** START OF PROVIDED MATERIAL **

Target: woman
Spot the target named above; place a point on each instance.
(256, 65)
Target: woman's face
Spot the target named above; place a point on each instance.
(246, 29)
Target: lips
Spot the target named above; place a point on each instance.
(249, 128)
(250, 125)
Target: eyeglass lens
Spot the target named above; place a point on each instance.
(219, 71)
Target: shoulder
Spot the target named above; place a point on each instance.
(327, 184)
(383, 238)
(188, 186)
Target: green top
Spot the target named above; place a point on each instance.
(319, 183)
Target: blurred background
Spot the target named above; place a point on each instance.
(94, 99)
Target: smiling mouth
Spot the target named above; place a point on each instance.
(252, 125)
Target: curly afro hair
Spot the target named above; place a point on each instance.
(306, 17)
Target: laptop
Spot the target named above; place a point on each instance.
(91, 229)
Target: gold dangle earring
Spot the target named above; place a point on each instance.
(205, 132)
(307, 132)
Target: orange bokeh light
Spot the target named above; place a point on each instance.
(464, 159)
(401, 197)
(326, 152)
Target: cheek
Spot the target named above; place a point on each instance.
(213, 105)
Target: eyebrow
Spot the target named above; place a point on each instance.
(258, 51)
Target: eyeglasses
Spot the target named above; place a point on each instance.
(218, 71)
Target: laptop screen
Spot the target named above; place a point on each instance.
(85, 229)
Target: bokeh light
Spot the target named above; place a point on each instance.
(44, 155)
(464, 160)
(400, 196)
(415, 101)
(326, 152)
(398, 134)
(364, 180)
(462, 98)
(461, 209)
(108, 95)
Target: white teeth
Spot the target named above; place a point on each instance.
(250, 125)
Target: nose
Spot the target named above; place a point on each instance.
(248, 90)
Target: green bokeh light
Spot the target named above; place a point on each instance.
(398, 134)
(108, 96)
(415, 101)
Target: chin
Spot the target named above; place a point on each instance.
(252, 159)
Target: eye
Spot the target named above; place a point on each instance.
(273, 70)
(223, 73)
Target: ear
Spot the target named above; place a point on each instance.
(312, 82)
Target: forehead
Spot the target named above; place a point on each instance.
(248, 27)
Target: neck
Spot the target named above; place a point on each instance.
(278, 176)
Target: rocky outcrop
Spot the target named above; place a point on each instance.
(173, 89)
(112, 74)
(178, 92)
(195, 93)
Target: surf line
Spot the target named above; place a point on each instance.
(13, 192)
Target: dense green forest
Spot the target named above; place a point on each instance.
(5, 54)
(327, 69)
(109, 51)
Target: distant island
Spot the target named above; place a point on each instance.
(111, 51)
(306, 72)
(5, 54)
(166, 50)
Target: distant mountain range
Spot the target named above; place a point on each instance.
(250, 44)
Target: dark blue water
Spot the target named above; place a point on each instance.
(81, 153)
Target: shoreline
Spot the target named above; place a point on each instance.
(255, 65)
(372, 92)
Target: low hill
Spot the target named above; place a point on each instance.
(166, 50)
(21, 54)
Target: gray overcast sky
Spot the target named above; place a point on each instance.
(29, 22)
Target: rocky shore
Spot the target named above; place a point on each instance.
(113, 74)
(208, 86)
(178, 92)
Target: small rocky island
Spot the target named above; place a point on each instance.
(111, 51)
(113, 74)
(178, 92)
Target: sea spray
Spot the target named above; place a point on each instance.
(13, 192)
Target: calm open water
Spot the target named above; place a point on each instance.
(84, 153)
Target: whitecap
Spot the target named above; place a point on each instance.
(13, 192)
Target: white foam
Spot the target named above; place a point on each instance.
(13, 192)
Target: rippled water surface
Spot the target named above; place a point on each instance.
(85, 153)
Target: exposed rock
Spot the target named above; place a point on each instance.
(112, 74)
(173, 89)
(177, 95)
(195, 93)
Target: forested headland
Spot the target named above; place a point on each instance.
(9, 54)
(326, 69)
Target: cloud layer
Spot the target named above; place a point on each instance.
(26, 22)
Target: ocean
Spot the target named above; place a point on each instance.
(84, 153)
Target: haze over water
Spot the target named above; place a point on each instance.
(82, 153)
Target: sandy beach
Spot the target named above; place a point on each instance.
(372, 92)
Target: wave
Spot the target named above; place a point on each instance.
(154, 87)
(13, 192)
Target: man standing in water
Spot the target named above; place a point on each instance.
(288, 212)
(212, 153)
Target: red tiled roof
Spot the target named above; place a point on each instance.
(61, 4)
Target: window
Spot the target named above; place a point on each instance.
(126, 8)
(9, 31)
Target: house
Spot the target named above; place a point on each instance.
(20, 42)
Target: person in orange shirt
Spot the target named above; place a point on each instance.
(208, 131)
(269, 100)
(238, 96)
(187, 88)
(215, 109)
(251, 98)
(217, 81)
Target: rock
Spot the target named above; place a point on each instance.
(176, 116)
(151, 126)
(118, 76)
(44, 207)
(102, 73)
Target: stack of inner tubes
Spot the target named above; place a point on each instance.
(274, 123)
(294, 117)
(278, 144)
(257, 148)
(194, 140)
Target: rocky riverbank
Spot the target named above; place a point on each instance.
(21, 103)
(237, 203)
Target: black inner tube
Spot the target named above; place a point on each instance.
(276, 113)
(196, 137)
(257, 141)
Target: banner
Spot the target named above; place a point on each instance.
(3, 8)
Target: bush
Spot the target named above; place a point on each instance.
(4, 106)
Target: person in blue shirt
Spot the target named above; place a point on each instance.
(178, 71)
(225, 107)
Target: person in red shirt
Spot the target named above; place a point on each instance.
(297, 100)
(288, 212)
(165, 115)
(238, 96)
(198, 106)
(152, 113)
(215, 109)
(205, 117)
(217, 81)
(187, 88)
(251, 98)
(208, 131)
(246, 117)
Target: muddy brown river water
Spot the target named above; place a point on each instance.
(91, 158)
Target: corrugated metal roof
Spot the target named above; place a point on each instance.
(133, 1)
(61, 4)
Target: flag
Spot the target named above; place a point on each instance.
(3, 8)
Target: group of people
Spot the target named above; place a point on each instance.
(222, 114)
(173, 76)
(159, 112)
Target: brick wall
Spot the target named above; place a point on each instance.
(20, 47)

** END OF PROVIDED MATERIAL **

WHAT TO DO — Reproduce each record exactly as it appears.

REPLY —
Target: woman
Spot the target named above; place a point on each instance.
(256, 65)
Target: woman's face
Spot the target named above; place a point on each instance.
(246, 29)
Target: lips
Spot the target named above; place a point on each instance.
(249, 128)
(250, 125)
Target: eyeglass lens
Spot the target named above; place a point on each instance.
(219, 71)
Target: shoulder
Spot the target named above; place a point on each instance.
(327, 184)
(383, 238)
(188, 186)
Target: green top
Spot the target named above; place a point on each instance.
(319, 183)
Target: blurred background
Spot the target named above; place a point on each instance.
(94, 99)
Target: smiling mouth
Spot the target named above; place a point on each instance.
(252, 125)
Target: curly afro hair
Spot the target named above; place a point on each instance.
(306, 17)
Target: laptop
Spot the target named above; place a point on each instance.
(91, 229)
Target: gold dangle earring
Spot the target named above; place a point on each instance.
(205, 132)
(307, 132)
Target: orange bokeh light
Spot the target named above; place a point on each instance.
(464, 159)
(401, 197)
(326, 152)
Target: cheek
Spot the target named above; place a point on each instance.
(213, 105)
Target: eyebrow
Spot the target named above; place a point on each instance.
(258, 51)
Target: eyeglasses
Spot the target named above; place a point on each instance.
(218, 71)
Target: laptop screen
Spot the target named above; place a point on each instance.
(85, 229)
Target: bokeh light
Spot the target named above; place a point on each instance.
(44, 155)
(464, 160)
(400, 196)
(415, 101)
(326, 152)
(398, 134)
(364, 180)
(462, 98)
(461, 209)
(108, 95)
Target: white teeth
Spot the target named above; place a point on each instance.
(250, 125)
Target: nose
Spot the target named above; place a point on each instance.
(248, 90)
Target: green bokeh light
Spot the target named above; place a point on each instance.
(398, 134)
(108, 96)
(415, 101)
Target: chin
Spot the target named above; place a point on each instance.
(252, 159)
Target: eye
Spot the target named above; place a point on each instance.
(273, 70)
(223, 73)
Target: ear
Spot the target named above; place a point on each instance.
(312, 82)
Target: forehead
Spot the target named above; place a point on each instance.
(248, 27)
Target: neck
Spot the target named above; place a point on each instance.
(278, 176)
Target: rocky outcrop
Spot the target named above; place a point on each instance.
(173, 89)
(112, 74)
(178, 92)
(195, 93)
Target: surf line
Spot the target named above; place a point on each instance.
(13, 192)
Target: dense green forest
Spot the target named above; place a point on each instance.
(5, 54)
(327, 69)
(109, 51)
Target: distant island
Spot the target named above; place a point on each instance.
(111, 51)
(306, 72)
(5, 54)
(166, 50)
Target: distant mountain range
Spot the target named above; place a point on each instance.
(250, 44)
Target: dark blue water
Spot the target named above; place a point on each instance.
(81, 153)
Target: shoreline
Spot the target named above; place a point on each instance.
(255, 65)
(372, 92)
Target: low hill
Spot the target named above; place a point on each instance.
(166, 50)
(21, 54)
Target: gray overcast sky
Spot the target named above; place a point on each instance.
(29, 22)
Target: rocky shore
Spot the target named above; place a point on each instance.
(113, 74)
(208, 86)
(178, 92)
Target: small rocky island
Spot the target named above; place a point on each instance.
(111, 51)
(113, 74)
(178, 92)
Target: sea spray
Spot the target named above; place a point on each instance.
(13, 192)
Target: calm open water
Spot the target named above; place a point on each instance.
(84, 153)
Target: whitecap
Spot the target named above; place a point on each instance.
(13, 192)
Target: white foam
Spot the target named above; place a point on each instance.
(13, 192)
Target: rippled water surface
Spot the target named above; place a point on each instance.
(85, 153)
Target: exposed rock
Spot the target named above; place a point on each instance.
(112, 74)
(173, 89)
(177, 95)
(195, 93)
Target: forested headland
Spot the target named above; place a point on each instance.
(9, 54)
(326, 69)
Target: cloud layer
Spot the target named above; place a point on each instance.
(26, 22)
Target: ocean
Spot the target named above; place a point on each instance.
(84, 153)
Target: haze over water
Spot the target named above; place a point on each instance.
(82, 153)
Target: sandy beach
Spot the target named above; place a point on each instance.
(372, 92)
Target: wave
Spot the target named above; place a point on each instance.
(154, 87)
(13, 192)
Target: man standing in water
Spot the target named above; place a point on each instance.
(288, 212)
(212, 153)
Target: red tiled roof
Spot the target named above; place a point on each instance.
(61, 4)
Target: window
Spot the target named above; place a point on each instance.
(126, 8)
(9, 31)
Target: house
Spot the target named above; place a point on each instance.
(20, 42)
Target: person in orange shirt
Spot the target named above; place a point on each instance.
(208, 131)
(269, 100)
(238, 96)
(187, 88)
(215, 109)
(251, 98)
(217, 81)
Target: rock
Spot the target named above; place a point on each instance.
(176, 116)
(151, 126)
(118, 76)
(44, 207)
(102, 73)
Target: stack of inner tubes
Spot the target named above; place a point on each instance.
(274, 123)
(294, 117)
(278, 144)
(257, 148)
(194, 140)
Target: rocky riverbank
Spot the target named above; place a point on each instance.
(21, 103)
(237, 203)
Target: black inner tube
Spot the target named above; place a point on each instance.
(276, 113)
(196, 137)
(257, 141)
Target: banner
Spot the target named above; place a point on each instance.
(3, 8)
Target: bush
Spot the target named above; place a point on each instance.
(4, 106)
Target: person in blue shirt
Spot the target named above; place a point on each instance.
(178, 71)
(225, 107)
Target: person in red shirt
Spot the target named above; place a point on each instance.
(297, 100)
(288, 212)
(165, 115)
(238, 96)
(198, 106)
(152, 113)
(215, 109)
(205, 117)
(217, 81)
(187, 88)
(251, 98)
(208, 131)
(246, 117)
Target: muddy brown river water
Spot the target named above; place a point on each instance.
(91, 158)
Target: corrugated metal roof
Spot the target named above; place a point on each instance.
(133, 1)
(61, 4)
Target: flag
Spot the target named above; place a point on each instance.
(3, 8)
Target: group of people
Spot the target named above; place a point on each instance.
(222, 114)
(173, 76)
(159, 112)
Target: brick wall
Spot the target named above; place a point on each instance.
(20, 47)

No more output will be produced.